## REQUIRED TASK
Will you give every entry again exactly as it stands?

Coordinate annotation records
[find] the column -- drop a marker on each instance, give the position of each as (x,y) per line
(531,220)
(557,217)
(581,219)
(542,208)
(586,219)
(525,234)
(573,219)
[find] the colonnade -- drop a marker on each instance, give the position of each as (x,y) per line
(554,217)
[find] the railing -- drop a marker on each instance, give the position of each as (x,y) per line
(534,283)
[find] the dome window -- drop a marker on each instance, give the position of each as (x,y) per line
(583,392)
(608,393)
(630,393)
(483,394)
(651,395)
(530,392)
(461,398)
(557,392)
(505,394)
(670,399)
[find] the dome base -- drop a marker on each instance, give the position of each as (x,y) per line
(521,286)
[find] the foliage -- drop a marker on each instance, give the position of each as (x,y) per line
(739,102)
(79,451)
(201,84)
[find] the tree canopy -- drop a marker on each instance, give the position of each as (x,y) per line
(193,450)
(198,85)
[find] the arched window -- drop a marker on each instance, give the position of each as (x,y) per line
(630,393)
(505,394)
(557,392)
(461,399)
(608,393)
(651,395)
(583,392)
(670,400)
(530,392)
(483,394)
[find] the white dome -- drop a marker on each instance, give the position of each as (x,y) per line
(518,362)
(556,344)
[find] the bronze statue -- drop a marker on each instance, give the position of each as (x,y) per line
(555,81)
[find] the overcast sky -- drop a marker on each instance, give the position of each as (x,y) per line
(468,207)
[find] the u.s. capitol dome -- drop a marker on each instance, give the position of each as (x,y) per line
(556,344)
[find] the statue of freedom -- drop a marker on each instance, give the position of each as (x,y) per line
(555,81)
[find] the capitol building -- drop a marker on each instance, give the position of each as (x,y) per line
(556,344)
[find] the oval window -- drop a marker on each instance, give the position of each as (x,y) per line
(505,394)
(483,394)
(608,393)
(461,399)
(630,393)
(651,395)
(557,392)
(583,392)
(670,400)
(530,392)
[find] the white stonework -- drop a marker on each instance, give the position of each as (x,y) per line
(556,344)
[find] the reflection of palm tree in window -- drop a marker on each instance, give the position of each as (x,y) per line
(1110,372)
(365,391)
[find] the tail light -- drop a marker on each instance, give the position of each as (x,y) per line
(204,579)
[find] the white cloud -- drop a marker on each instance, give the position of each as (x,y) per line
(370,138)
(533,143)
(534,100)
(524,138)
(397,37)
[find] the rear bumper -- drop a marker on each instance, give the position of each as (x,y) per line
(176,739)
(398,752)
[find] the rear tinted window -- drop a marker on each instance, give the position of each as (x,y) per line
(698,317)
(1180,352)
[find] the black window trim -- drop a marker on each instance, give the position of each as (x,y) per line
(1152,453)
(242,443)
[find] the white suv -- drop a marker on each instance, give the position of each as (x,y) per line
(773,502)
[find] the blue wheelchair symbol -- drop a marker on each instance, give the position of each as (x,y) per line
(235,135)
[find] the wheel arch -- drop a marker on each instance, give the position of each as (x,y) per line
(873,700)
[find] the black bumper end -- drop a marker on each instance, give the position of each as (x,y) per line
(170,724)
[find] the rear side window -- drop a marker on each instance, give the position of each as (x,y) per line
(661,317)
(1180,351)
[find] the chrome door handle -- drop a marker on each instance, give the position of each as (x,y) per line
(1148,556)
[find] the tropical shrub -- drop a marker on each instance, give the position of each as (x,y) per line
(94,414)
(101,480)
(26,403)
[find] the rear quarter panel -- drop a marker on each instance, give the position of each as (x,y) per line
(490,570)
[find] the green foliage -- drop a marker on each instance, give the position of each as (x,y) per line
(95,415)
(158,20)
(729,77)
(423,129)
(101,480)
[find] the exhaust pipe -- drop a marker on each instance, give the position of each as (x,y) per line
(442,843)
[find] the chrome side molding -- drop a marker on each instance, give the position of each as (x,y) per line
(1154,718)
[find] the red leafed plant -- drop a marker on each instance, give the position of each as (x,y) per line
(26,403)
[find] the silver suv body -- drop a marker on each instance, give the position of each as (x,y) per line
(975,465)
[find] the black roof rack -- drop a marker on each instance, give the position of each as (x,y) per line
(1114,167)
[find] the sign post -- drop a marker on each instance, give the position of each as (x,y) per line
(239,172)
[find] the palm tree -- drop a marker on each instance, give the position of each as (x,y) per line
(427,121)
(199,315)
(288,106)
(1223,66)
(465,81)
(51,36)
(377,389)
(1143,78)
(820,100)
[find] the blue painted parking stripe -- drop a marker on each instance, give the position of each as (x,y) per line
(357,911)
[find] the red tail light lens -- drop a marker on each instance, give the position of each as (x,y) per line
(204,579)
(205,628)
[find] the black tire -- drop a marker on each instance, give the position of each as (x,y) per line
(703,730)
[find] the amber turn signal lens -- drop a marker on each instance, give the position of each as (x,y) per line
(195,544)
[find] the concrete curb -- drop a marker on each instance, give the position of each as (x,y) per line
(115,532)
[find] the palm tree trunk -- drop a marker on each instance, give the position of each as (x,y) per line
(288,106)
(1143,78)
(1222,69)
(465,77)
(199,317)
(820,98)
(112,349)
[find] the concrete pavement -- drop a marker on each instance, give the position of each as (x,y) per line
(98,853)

## TASK OUTPUT
[find] the column -- drop a marker on each instance, give the position of each as (x,y) per line
(531,220)
(557,217)
(581,219)
(542,208)
(586,219)
(525,234)
(573,219)
[find] the colonnade -- drop a marker on each instance, give the position of each as (x,y) per line
(554,217)
[find] the railing -- drop a marker on each instance, give the position of each as (x,y) per line
(534,283)
[find] the dome window -- drop a marker on each instance, give the position of each as (x,y) per line
(583,392)
(608,393)
(630,393)
(483,394)
(651,395)
(530,392)
(461,398)
(557,392)
(505,394)
(670,399)
[find] the dome base -- drop a marker on each instance, give the position of each as (x,y) per line
(521,286)
[find] the foliage -- drop a marker on each instance, give the position of each as (x,y) per line
(739,102)
(79,451)
(201,84)
[find] the tree canopy -- drop a marker on each instance, give the position of each as (x,y) per line
(193,450)
(198,85)
[find] the arched window -- drop a marker on each instance, give the position of each as (x,y) per line
(630,393)
(505,394)
(557,392)
(461,399)
(608,393)
(651,395)
(583,392)
(670,400)
(530,392)
(483,394)
[find] the white dome -- drop a marker on each instance, give the position of each as (x,y) per line
(518,362)
(556,344)
[find] the bronze statue -- drop a marker on each instance, give the position of each as (x,y) per line
(555,81)
[find] the overcast sky -- drop a marker on each instance, give the position of each as (x,y) per line
(468,207)
[find] the u.s. capitol dome -- drop a marker on each instance, give the position of each as (x,y) per line
(556,344)
[find] the statue of freedom -- drop a marker on each instance, give the position of each as (x,y) per line
(555,81)
[find] the capitol building -- drop a marker on each instance, give the position of each as (x,y) per line
(556,344)
[find] the oval window -- drop a marker on each instance, give the position of each as (x,y) per line
(505,394)
(483,394)
(608,393)
(461,399)
(630,393)
(651,395)
(557,392)
(583,392)
(670,400)
(530,392)
[find] the white stonework -- drop a marker on each instance, give the position of each as (x,y) per line
(556,344)
[find] the reflection of palm tree in window -- drop a marker on each instance, give the position of each as (x,y) per line
(1110,372)
(365,391)
[find] the tail light -- drop a marker on each instance, give the position of each as (x,y) per line
(204,579)
[find] the white cloud -- drop a marker on each instance, give the position of each as (x,y) per line
(370,138)
(533,143)
(534,100)
(524,138)
(397,37)
[find] the rear bumper -- drop a marker on each instance, give the position of each as (x,y) per line
(176,739)
(398,752)
[find] the rear tinted window -- drop a marker on each instance, give the position of each as (x,y) per line
(698,317)
(1180,352)
[find] the black window trim -- drop a marker on each instance, give the position of each as (x,y) per line
(1152,453)
(242,443)
[find] the white suv -- drop a marker on each instance, give the position of each as (x,y) per line
(773,502)
[find] the blue wheelchair symbol -- drop a marker on each instance, give the position of each as (x,y) per line
(235,135)
[find] the wheel arch -- drop a marker on each instance, give the position of each as (x,y) per line
(873,700)
[find] the black bumper end -- drop a marker on each instance, give the position of each as (x,y) per line
(170,724)
[find] the rear side window -- drop a marker on each instance, give the position of each as (x,y) per line
(661,317)
(1180,351)
[find] the chrome door handle -- drop a marker on each instance, give the position of each as (x,y) per line
(1148,556)
[find] the tropical shrub -- drop a marker on each instance, give the position of each as (x,y) per line
(94,414)
(101,480)
(26,403)
[find] the rear quarter panel -- drop a marker on each instance, give the position of each as (x,y) per line
(490,570)
[find] the green foliage -- drop a marker on each instance, give the position of each as (x,y) per line
(95,415)
(158,20)
(729,77)
(423,129)
(101,480)
[find] the exhaust pipe -- drop a marker on each instance, give the position of each as (x,y) per line
(442,843)
[find] the chrome side molding -- drop a marker on each instance, give the position of each as (x,y) per line
(1154,718)
[find] the red leafed plant -- drop a marker on each instance, give the position of each as (x,y) per line
(26,403)
[find] the silver suv body -- drop a marker on each instance, give the position of each as (x,y) per line
(975,465)
[find] the black roof rack -- drop a marker on each instance, give the position of each as (x,y) per line
(1114,167)
[find] the sign post -- drop a marker on each instance, give the position of each as (x,y) per line
(239,172)
[find] the palm tree -- drop a marker on each instance, give the position of each as (x,y) per line
(427,121)
(199,315)
(288,106)
(1223,66)
(465,81)
(51,36)
(377,389)
(1143,78)
(820,100)
[find] the blue painted parking stripe -- drop a marker on each instance, give the position of each as (x,y) per line
(357,911)
[find] the red tail light lens -- drop a marker on each instance, give the position of each as (x,y) per line
(204,579)
(205,628)
[find] the black tire -- drop a marker on each instance, give the position of each as (x,y) per line
(703,730)
[find] the amber turn signal lens -- drop a marker on each instance, give the position of each as (x,y) per line
(195,544)
[find] the concrete curb -- drop a marker on each instance, give the position of each as (x,y) per line
(115,532)
[find] the palm tree trunk -- drop a marker on each instance, give the position of each as (x,y) per line
(288,106)
(1143,78)
(1222,69)
(465,77)
(199,317)
(820,98)
(112,349)
[find] the concrete pavement -- drop a marker on each instance, give the position of each as (x,y) per line
(98,853)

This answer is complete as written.